■ Tasks and exercises
(1) Name the three ancient writers listed in the title of the first course in the course listings.
(2) From the course listings, pull out word for word the passage that starts with the words containing "History of Political" and finishes with "for 16 sessions.".

■ Text passage
History of Political Thought (Part I):Turkey, Persia, and the Hellenes in the mind of Homer, Herodotus, and Thucydides

The goal of this course is to acquaint you with the political thought, experience, and theory of the ancient Greeks, Romans (including the social political thought of the Christian theologian St. Augustine). These experiences and conceptions will be brought into relation with more current ideologies--in particular those of Marx, Lenin, and Stalin and the American Founding Fathers. It is hoped that this course will transform and invigorate each student's particular conception of politics in our own time. (This class will meet live with Dr. Roberts every first week of the month, time and place to be determined.) Tuition: $400 for 16 sessions.

Elementary Latin for Working Folks

This slow-pace introductory Elementary Latin course will use the classic elementary textbook Wheelock's Latin to introduce adults and young-adults to the morphology, syntax and literature of classical Latin. This reduced priced course is designed for inner city Detroit residents who never had a chance to learn Latin. The cost of the course will be $120/ ten-week session. This course will commence after Labor Day once a quorum of ten students has been reached. (This course will meet on Saturdays for two hours at a Detroit Public Library site or elsewhere.) All sessions will be conducted face-to-face.

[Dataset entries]

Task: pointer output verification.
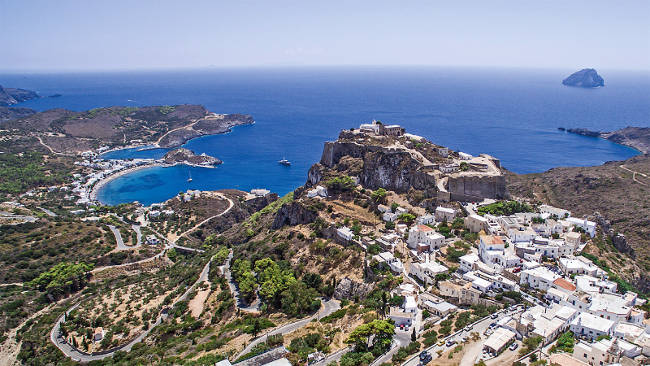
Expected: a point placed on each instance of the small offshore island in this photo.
(635, 137)
(585, 78)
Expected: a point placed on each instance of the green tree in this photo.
(376, 335)
(379, 195)
(298, 299)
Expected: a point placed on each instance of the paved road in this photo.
(334, 357)
(478, 327)
(9, 216)
(230, 206)
(402, 338)
(328, 308)
(47, 212)
(75, 355)
(634, 173)
(138, 235)
(239, 304)
(118, 238)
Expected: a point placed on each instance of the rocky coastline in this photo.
(585, 78)
(186, 156)
(635, 137)
(11, 96)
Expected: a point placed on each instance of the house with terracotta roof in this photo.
(422, 236)
(475, 223)
(563, 284)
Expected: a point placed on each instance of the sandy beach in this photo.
(105, 180)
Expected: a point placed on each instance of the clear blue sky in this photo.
(140, 34)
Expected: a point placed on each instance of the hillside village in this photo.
(531, 255)
(390, 230)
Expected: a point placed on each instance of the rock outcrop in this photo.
(635, 137)
(391, 169)
(209, 125)
(294, 213)
(185, 156)
(11, 96)
(348, 288)
(585, 78)
(475, 188)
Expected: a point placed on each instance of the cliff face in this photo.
(475, 188)
(635, 137)
(585, 78)
(386, 168)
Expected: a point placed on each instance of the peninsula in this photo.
(69, 133)
(635, 137)
(188, 157)
(585, 78)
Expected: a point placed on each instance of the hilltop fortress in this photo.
(385, 156)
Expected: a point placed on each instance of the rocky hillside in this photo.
(9, 113)
(186, 156)
(635, 137)
(616, 194)
(11, 96)
(65, 131)
(427, 172)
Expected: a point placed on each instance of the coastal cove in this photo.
(511, 114)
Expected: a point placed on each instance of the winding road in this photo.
(76, 355)
(118, 238)
(328, 308)
(634, 174)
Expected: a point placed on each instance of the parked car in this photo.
(450, 342)
(425, 357)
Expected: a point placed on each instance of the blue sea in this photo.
(511, 114)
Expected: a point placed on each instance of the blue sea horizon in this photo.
(510, 114)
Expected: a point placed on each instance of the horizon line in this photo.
(298, 67)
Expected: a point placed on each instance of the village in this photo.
(532, 256)
(512, 276)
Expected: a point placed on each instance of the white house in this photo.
(467, 262)
(559, 212)
(345, 233)
(490, 247)
(389, 260)
(319, 191)
(427, 271)
(475, 223)
(426, 219)
(422, 234)
(539, 278)
(575, 265)
(588, 226)
(591, 326)
(445, 214)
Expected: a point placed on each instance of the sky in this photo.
(82, 35)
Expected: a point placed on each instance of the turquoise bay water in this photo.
(511, 114)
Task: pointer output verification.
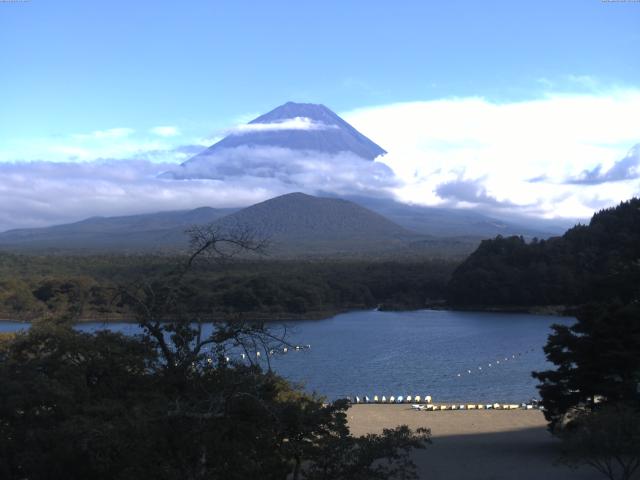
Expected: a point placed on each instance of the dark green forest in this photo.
(598, 262)
(83, 287)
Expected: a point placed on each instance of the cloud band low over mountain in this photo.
(43, 193)
(557, 155)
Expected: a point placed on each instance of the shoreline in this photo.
(475, 445)
(542, 310)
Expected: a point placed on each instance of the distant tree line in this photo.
(599, 262)
(168, 405)
(42, 288)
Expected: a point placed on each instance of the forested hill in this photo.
(595, 262)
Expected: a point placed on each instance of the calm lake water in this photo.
(425, 352)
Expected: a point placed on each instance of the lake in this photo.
(452, 356)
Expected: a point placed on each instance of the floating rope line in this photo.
(494, 364)
(258, 354)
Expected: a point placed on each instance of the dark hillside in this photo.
(595, 262)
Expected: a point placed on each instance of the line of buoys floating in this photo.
(497, 362)
(258, 354)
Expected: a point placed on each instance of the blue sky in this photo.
(83, 81)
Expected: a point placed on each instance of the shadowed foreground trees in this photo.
(105, 406)
(592, 398)
(169, 405)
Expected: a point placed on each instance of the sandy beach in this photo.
(475, 444)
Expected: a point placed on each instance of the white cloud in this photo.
(166, 131)
(111, 133)
(503, 145)
(297, 123)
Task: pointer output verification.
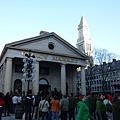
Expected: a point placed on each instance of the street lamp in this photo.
(28, 68)
(78, 88)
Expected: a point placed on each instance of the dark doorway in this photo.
(44, 85)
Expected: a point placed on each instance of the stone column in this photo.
(8, 76)
(36, 78)
(63, 79)
(83, 82)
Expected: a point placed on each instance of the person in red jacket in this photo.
(2, 103)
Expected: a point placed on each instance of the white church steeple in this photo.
(84, 42)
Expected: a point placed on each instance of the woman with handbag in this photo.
(43, 108)
(2, 103)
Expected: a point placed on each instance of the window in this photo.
(51, 46)
(18, 68)
(44, 70)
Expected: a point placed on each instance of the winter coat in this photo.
(64, 104)
(83, 111)
(72, 102)
(116, 110)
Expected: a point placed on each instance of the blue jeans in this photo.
(55, 115)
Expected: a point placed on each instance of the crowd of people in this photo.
(54, 106)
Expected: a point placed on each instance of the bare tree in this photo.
(103, 59)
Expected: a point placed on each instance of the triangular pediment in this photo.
(49, 43)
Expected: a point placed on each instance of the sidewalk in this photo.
(11, 117)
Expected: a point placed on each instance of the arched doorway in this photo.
(18, 86)
(43, 85)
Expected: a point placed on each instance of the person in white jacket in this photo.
(43, 107)
(109, 114)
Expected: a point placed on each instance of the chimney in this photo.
(43, 32)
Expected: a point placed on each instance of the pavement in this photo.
(11, 117)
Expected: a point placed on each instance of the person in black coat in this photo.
(7, 100)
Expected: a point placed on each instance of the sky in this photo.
(21, 19)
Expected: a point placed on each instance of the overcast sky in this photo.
(20, 19)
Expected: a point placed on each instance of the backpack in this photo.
(108, 107)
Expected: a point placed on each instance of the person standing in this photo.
(28, 102)
(43, 106)
(92, 107)
(7, 100)
(55, 108)
(15, 102)
(116, 107)
(64, 105)
(109, 113)
(101, 108)
(72, 105)
(2, 103)
(36, 101)
(83, 110)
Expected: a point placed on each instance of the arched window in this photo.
(17, 86)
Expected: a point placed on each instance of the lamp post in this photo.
(78, 88)
(28, 68)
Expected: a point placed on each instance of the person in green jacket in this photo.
(101, 108)
(83, 110)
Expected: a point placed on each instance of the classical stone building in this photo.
(56, 63)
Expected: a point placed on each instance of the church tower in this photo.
(84, 42)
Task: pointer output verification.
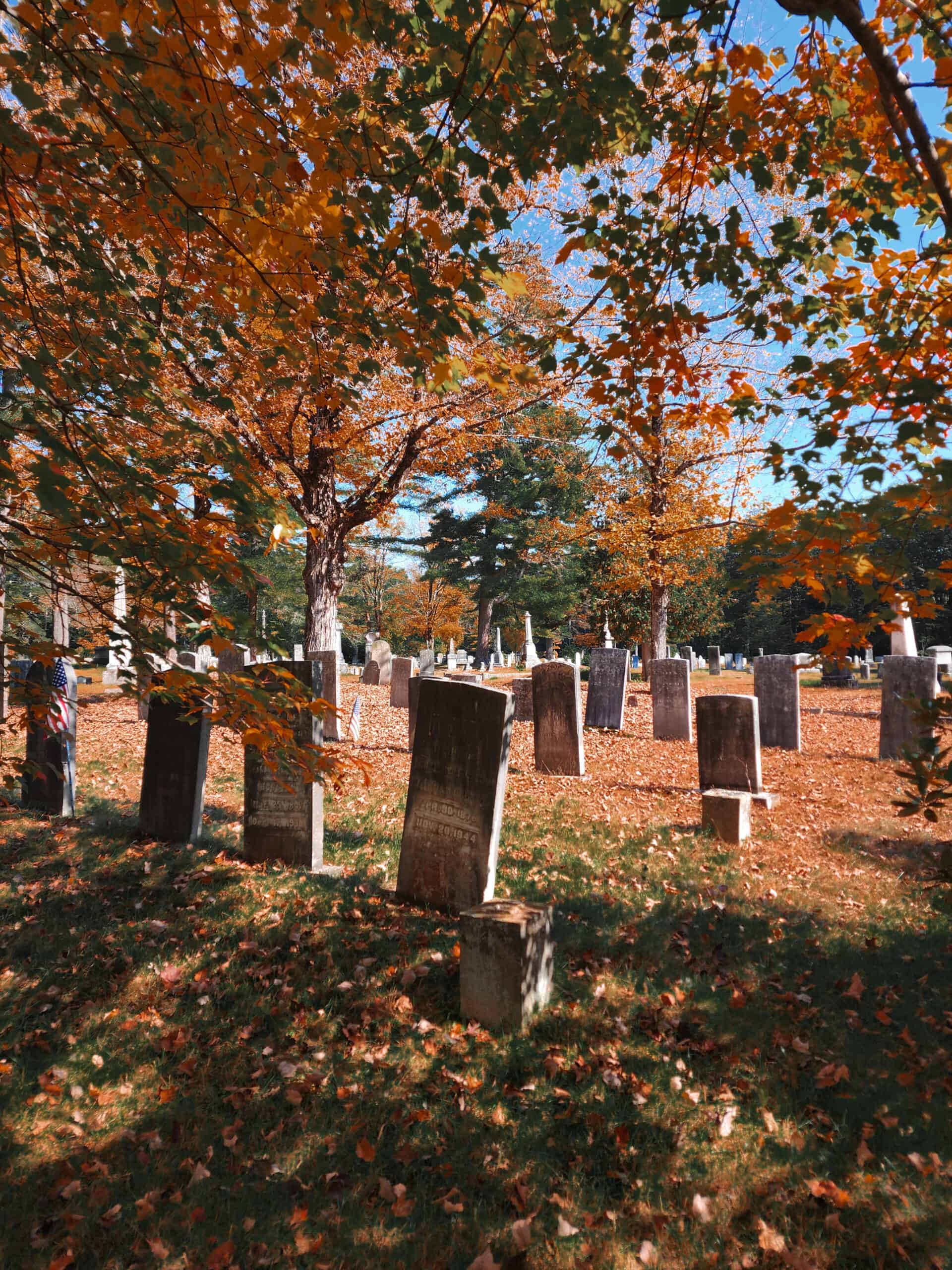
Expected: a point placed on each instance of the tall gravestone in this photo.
(330, 690)
(50, 776)
(904, 677)
(172, 798)
(556, 709)
(455, 797)
(608, 684)
(670, 699)
(777, 691)
(402, 670)
(729, 743)
(285, 816)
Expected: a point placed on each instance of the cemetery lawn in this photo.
(746, 1062)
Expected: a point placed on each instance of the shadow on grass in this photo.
(201, 1044)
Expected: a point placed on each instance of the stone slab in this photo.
(670, 699)
(172, 797)
(729, 743)
(455, 797)
(608, 684)
(507, 958)
(284, 816)
(904, 677)
(556, 715)
(777, 691)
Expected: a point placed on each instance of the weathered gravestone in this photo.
(777, 691)
(556, 715)
(330, 690)
(284, 816)
(402, 670)
(608, 681)
(904, 677)
(670, 699)
(729, 743)
(455, 798)
(172, 798)
(50, 779)
(522, 695)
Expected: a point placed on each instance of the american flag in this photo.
(59, 717)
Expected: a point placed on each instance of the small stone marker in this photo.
(402, 670)
(728, 813)
(556, 708)
(729, 743)
(777, 691)
(507, 956)
(51, 738)
(284, 816)
(670, 699)
(172, 798)
(522, 694)
(608, 681)
(904, 677)
(455, 797)
(330, 690)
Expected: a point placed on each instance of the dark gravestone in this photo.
(522, 695)
(175, 770)
(455, 798)
(50, 776)
(608, 683)
(729, 743)
(904, 677)
(777, 691)
(556, 715)
(670, 699)
(285, 816)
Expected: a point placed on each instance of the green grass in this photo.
(225, 1112)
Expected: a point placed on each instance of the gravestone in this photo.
(904, 677)
(50, 695)
(777, 691)
(172, 798)
(428, 665)
(522, 697)
(556, 709)
(729, 743)
(608, 680)
(330, 690)
(455, 797)
(284, 816)
(402, 670)
(670, 699)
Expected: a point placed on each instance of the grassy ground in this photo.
(210, 1065)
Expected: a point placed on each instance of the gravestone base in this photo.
(728, 813)
(506, 962)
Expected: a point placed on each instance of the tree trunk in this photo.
(484, 631)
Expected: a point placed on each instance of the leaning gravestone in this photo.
(777, 691)
(608, 681)
(172, 799)
(556, 709)
(670, 699)
(904, 677)
(729, 743)
(50, 779)
(402, 670)
(284, 816)
(330, 690)
(455, 798)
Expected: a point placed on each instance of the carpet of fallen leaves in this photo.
(746, 1062)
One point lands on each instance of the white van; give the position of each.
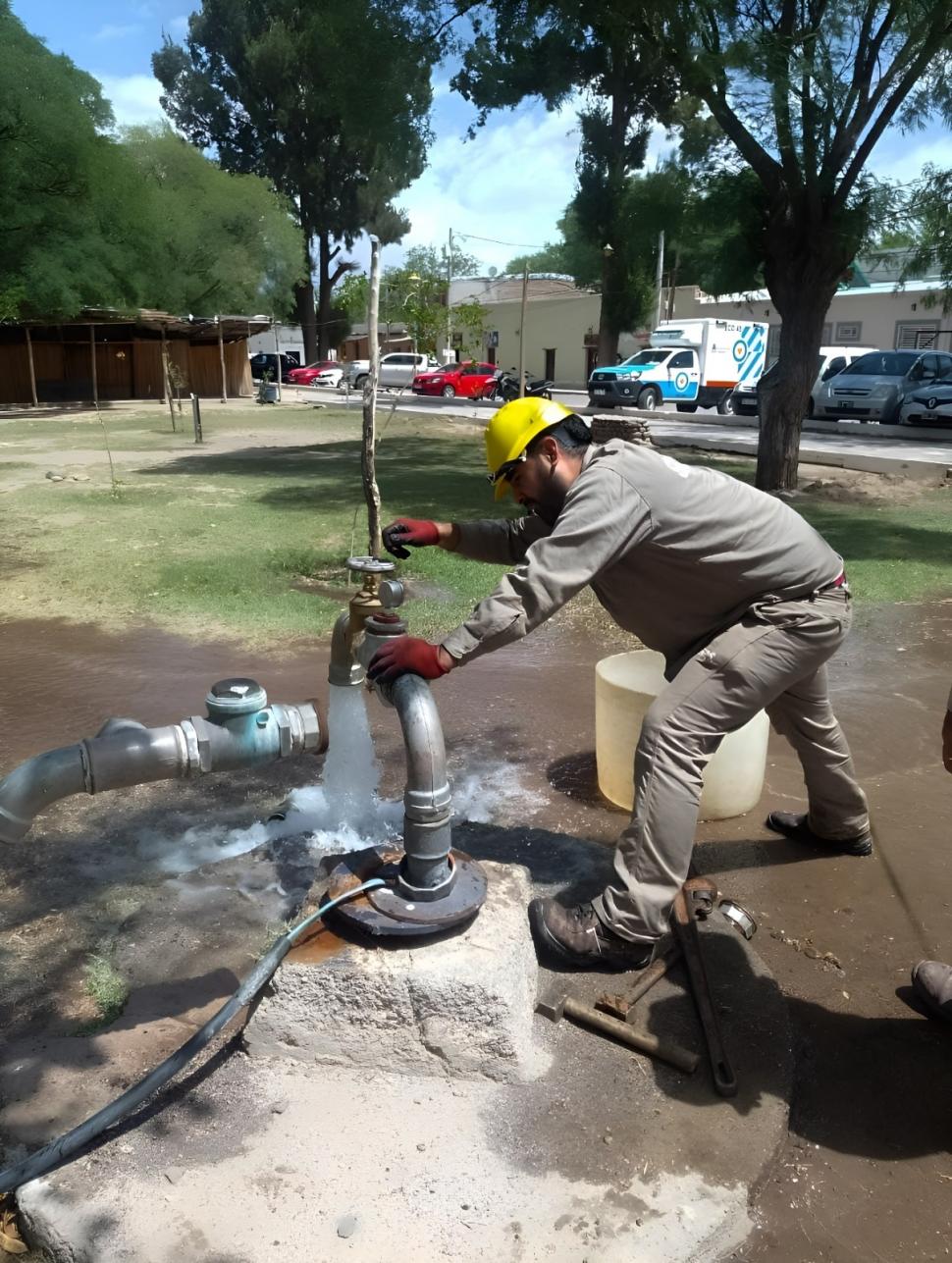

■ Answers for the tasks
(1) Homer, Herodotus, Thucydides

(2)
History of Political Thought (Part I):Turkey, Persia, and the Hellenes in the mind of Homer, Herodotus, and Thucydides

The goal of this course is to acquaint you with the political thought, experience, and theory of the ancient Greeks, Romans (including the social political thought of the Christian theologian St. Augustine). These experiences and conceptions will be brought into relation with more current ideologies--in particular those of Marx, Lenin, and Stalin and the American Founding Fathers. It is hoped that this course will transform and invigorate each student's particular conception of politics in our own time. (This class will meet live with Dr. Roberts every first week of the month, time and place to be determined.) Tuition: $400 for 16 sessions.